Please put every line of the items below into a Markdown table with the columns Row and Line, numbering the rows and skipping blank lines. Leave the pictures out of the table.

#### INPUT RECORDS
%%
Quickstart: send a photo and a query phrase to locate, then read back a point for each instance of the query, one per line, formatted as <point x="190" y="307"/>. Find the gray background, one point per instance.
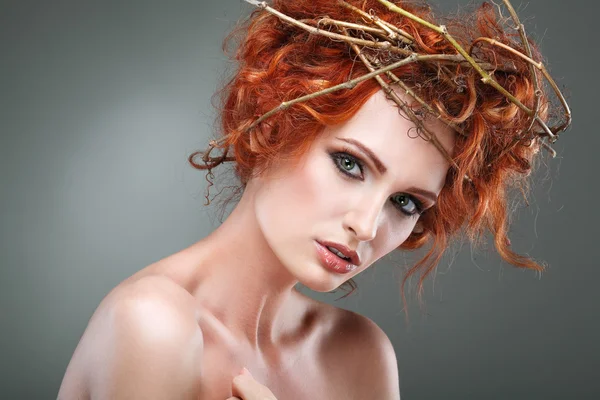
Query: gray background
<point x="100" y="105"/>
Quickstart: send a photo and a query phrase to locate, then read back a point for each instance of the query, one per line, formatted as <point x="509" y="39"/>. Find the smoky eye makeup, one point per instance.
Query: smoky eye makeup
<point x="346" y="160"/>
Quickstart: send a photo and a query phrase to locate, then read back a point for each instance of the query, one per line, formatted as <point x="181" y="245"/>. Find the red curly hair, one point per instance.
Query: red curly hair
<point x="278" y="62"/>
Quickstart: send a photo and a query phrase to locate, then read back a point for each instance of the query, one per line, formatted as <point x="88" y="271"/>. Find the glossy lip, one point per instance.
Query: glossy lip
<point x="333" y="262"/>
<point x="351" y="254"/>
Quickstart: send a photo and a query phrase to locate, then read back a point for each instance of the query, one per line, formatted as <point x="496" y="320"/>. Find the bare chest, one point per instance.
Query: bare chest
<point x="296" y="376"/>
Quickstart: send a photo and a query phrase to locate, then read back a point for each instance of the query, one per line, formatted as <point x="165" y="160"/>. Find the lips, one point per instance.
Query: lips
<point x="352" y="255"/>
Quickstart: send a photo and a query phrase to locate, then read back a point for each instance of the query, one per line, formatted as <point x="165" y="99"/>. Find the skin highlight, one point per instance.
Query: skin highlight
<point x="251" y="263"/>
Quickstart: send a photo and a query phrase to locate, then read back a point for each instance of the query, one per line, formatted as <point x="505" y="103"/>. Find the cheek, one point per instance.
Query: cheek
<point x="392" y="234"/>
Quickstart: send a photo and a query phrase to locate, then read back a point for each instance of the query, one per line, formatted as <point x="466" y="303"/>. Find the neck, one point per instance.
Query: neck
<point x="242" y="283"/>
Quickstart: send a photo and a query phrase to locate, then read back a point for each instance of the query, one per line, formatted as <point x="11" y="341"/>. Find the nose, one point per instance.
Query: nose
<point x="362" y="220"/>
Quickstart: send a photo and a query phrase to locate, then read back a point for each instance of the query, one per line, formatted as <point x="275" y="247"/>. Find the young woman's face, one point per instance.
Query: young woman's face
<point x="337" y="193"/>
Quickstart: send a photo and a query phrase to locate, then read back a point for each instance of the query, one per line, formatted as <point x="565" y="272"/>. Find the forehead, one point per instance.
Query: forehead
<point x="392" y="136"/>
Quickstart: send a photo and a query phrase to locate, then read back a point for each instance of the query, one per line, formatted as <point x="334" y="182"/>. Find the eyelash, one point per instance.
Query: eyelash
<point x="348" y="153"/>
%%
#### EXERCISE RESULT
| Row | Line |
|---|---|
| 1 | Quickstart: send a photo and a query phrase to locate, then read back a point for each instance of the query, one per line, formatted as <point x="190" y="307"/>. Find the gray background, one point per instance. |
| 2 | Query: gray background |
| 3 | <point x="100" y="105"/> |
| 4 | Quickstart: send a photo and a query phrase to locate, then read back a point for each instance of the query, one per line, formatted as <point x="509" y="39"/>. Find the smoky eye makeup, one point per instance. |
| 5 | Query: smoky eye makeup |
| 6 | <point x="346" y="160"/> |
| 7 | Quickstart: send a photo and a query phrase to locate, then read back a point for each instance of the query, one per line, formatted as <point x="181" y="245"/>. Find the red curly hair, one point per instance. |
| 8 | Query: red curly hair |
| 9 | <point x="278" y="62"/> |
| 10 | Quickstart: send a photo and a query phrase to locate, then read back a point for each instance of the query, one per line, formatted as <point x="88" y="271"/>. Find the glossy lip, one point per instance. |
| 11 | Query: glossy lip |
| 12 | <point x="333" y="262"/> |
| 13 | <point x="351" y="254"/> |
| 14 | Quickstart: send a photo and a query phrase to locate, then read back a point for each instance of the query, one per line, formatted as <point x="496" y="320"/>. Find the bare chest, one point per instance. |
| 15 | Query: bare chest |
| 16 | <point x="296" y="376"/> |
| 17 | Quickstart: send a photo and a query phrase to locate, then read back a point for each instance of the query, one per line, formatted as <point x="165" y="160"/>. Find the lips, one point per instance. |
| 18 | Query: lips |
| 19 | <point x="352" y="255"/> |
| 20 | Quickstart: send a photo and a query phrase to locate, then read back a point for each instance of the query, one per line, formatted as <point x="165" y="99"/>. Find the skin highlight, one point per instance. |
| 21 | Query: skin highlight |
| 22 | <point x="251" y="263"/> |
| 23 | Quickstart: send a photo and a query phrase to locate, then read back a point for each instance of the query, one per line, formatted as <point x="505" y="103"/>. Find the cheek, one point per instance. |
| 24 | Query: cheek |
| 25 | <point x="392" y="234"/> |
| 26 | Quickstart: send a photo and a query phrase to locate, then read back a point for each instance of the query, one per line, formatted as <point x="466" y="303"/>. Find the neck, one point per instance. |
| 27 | Query: neck |
| 28 | <point x="242" y="283"/> |
| 29 | Quickstart: send a photo and a query phrase to locate, then read back a point for each instance of the query, one per line, formatted as <point x="11" y="341"/>. Find the nose, one point per instance. |
| 30 | Query: nose |
| 31 | <point x="362" y="220"/> |
| 32 | Quickstart: send a photo and a query phrase to locate, then read back a point for each instance of the query, one per line, formatted as <point x="275" y="247"/>. Find the young woman's face, one point per instance. |
| 33 | Query: young woman's face |
| 34 | <point x="337" y="193"/> |
| 35 | Quickstart: send a photo and a query phrase to locate, then read back a point for each instance of the query, one per line, formatted as <point x="565" y="272"/>. Find the forehead, one point per instance. |
| 36 | Query: forehead |
| 37 | <point x="392" y="136"/> |
| 38 | Quickstart: send a photo and a query phrase to locate, then read back a point for each instance of the query, one per line, formatted as <point x="334" y="182"/>. Find the eyelash, one point per instance. |
| 39 | Query: eyelash |
| 40 | <point x="348" y="153"/> |